◆ TEXT EXTRACT
-- Start --

Kim Young-ha (born 1968) is a South Korean novelist.
1. Life
Kim Young-ha was born in Hwacheon, Gangwon province. He grew up moving frequently as his father was in the military. As a child, he suffered carbon monoxide poisoning and lost his memories before the age of ten. Kim studied business administration at Yonsei University. He completed his military service with the 51st Infantry Division near Suwon and began his literary career upon his discharge in 1995, publishing the short story "Geoure daehan myeongsang" (거울에 대한 명상 Reflections in the Mirror) in the quarterly Review magazine. The following year, he won the inaugural Munhakdongne New Writer's Award with his first novel, Naneun nareul pagoehal gwolliga itda (나는 나를 파괴할 권리가 있다 I Have the Right to Destroy Myself). Throughout his career, Kim has published eight novels, most recently Jakbyeorinsa (작별인사 Saying Goodbye), five short story collections, and numerous essay collections. He has won the Hyundae Literary Award, the Dong-in Literary Award, and the Yi Sang Literary Award, among others. His works have been translated into more than a dozen languages. He lives in Seoul, South Korea.

-- End --

◆ OBJECTIVE A
Please turn the listing, starting with its first line and going on through the line that contains "Outlines of the kitchen", into a JSON list of strings, one string per line, with blank lines left out. Leave the pictures out of the answer.

[Records taken from a collection]
-- Start --

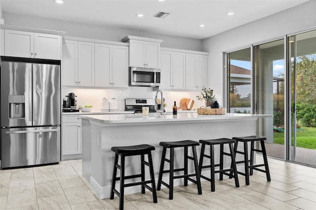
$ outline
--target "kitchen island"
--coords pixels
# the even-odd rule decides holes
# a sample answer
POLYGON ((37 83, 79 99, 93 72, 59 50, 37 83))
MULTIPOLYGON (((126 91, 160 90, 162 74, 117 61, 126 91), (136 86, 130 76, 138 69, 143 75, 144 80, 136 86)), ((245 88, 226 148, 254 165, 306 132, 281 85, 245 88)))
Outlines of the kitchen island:
MULTIPOLYGON (((258 120, 272 117, 270 115, 228 113, 222 115, 200 115, 196 113, 178 113, 176 116, 141 114, 88 115, 82 119, 82 175, 101 199, 109 198, 113 170, 115 146, 127 146, 148 144, 156 148, 153 151, 154 170, 156 180, 160 165, 162 141, 176 141, 258 135, 258 120)), ((206 153, 209 151, 207 148, 206 153)), ((199 147, 197 149, 199 155, 199 147)), ((228 148, 225 148, 229 151, 228 148)), ((191 149, 189 154, 192 155, 191 149)), ((219 150, 215 147, 215 163, 219 160, 219 150)), ((167 156, 168 156, 168 153, 167 156)), ((183 151, 175 150, 175 167, 183 166, 183 151)), ((240 157, 237 156, 237 160, 240 157)), ((147 157, 145 157, 146 159, 147 157)), ((193 171, 193 163, 189 162, 189 173, 193 171)), ((165 164, 166 165, 166 164, 165 164)), ((230 160, 224 158, 224 168, 230 166, 230 160)), ((167 167, 166 166, 166 167, 167 167)), ((146 179, 149 179, 145 168, 146 179)), ((140 172, 140 157, 129 157, 125 160, 125 175, 140 172)), ((209 177, 209 170, 202 174, 209 177)), ((175 174, 176 174, 175 173, 175 174)), ((163 180, 168 182, 168 177, 163 180)), ((240 179, 240 181, 244 181, 240 179)), ((177 180, 175 185, 182 183, 177 180)), ((126 188, 125 194, 140 191, 140 186, 126 188)))

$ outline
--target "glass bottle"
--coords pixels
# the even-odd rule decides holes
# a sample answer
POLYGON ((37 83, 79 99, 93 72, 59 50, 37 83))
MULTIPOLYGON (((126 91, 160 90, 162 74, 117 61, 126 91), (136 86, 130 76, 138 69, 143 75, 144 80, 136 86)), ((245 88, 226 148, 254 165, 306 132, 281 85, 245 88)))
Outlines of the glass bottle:
POLYGON ((172 107, 172 114, 176 115, 178 114, 178 107, 176 105, 176 102, 174 102, 174 105, 172 107))

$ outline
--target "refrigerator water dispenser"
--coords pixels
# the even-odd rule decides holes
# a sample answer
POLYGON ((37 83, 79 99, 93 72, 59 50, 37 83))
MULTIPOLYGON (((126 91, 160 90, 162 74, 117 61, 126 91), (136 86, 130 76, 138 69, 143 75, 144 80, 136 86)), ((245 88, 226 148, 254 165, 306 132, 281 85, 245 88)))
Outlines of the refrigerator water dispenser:
POLYGON ((9 118, 25 118, 25 96, 9 95, 9 118))

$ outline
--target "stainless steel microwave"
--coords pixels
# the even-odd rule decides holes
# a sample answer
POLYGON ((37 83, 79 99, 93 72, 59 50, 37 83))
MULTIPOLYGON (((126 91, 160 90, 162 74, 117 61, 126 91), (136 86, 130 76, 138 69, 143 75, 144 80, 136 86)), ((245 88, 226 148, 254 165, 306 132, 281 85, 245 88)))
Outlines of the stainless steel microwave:
POLYGON ((158 68, 130 67, 129 86, 157 87, 160 86, 161 70, 158 68))

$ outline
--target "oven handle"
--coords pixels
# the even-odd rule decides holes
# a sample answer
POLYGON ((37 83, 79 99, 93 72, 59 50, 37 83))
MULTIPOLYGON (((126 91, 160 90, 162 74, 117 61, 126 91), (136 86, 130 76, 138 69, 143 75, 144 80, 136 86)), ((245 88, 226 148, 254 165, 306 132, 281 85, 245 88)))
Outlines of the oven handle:
POLYGON ((55 129, 49 129, 47 130, 16 130, 13 131, 5 131, 6 134, 15 134, 18 133, 41 133, 44 132, 54 132, 57 130, 55 129))

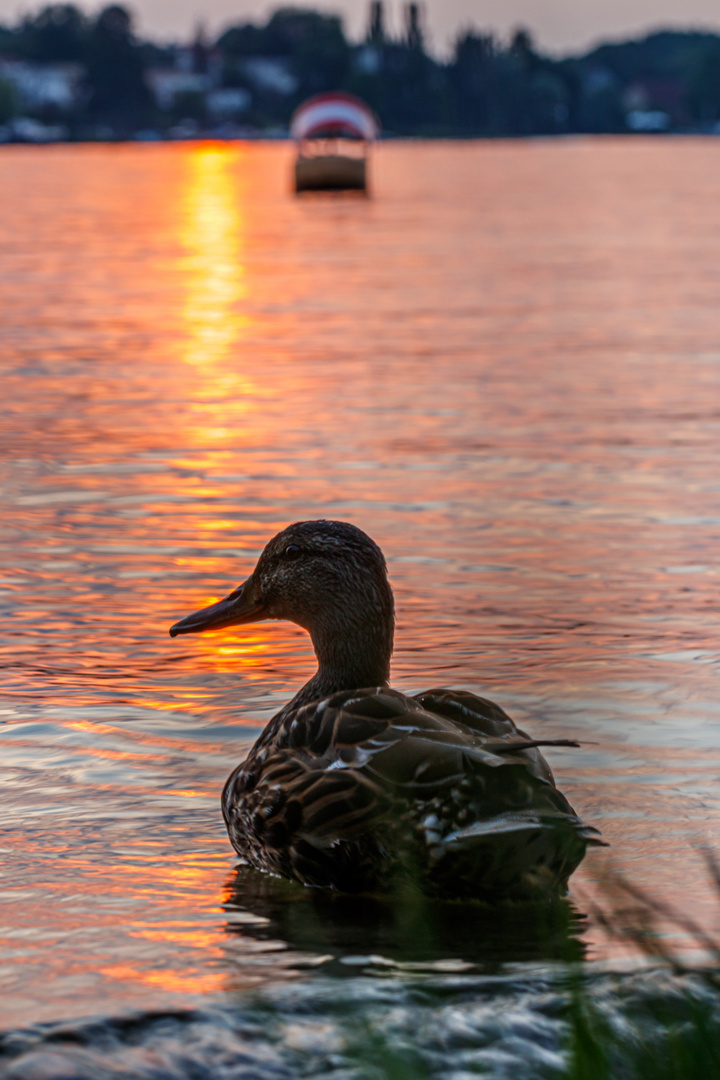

-- End --

◆ OBJECTIVE B
According to the Kim Young-ha biography, at which university did he study business administration?

◆ TASK ANSWER A
[
  "$ outline",
  "--target \"kitchen island\"",
  "--coords pixels",
  "# the even-odd rule decides holes",
  "# a sample answer",
  "POLYGON ((37 83, 79 99, 93 72, 59 50, 37 83))",
  "MULTIPOLYGON (((126 91, 160 90, 162 74, 117 61, 126 91), (136 86, 130 76, 138 69, 143 75, 144 80, 136 86)), ((245 88, 226 148, 254 165, 306 132, 281 85, 245 88)))",
  "Outlines of the kitchen island:"
]

◆ TASK ANSWER B
Yonsei University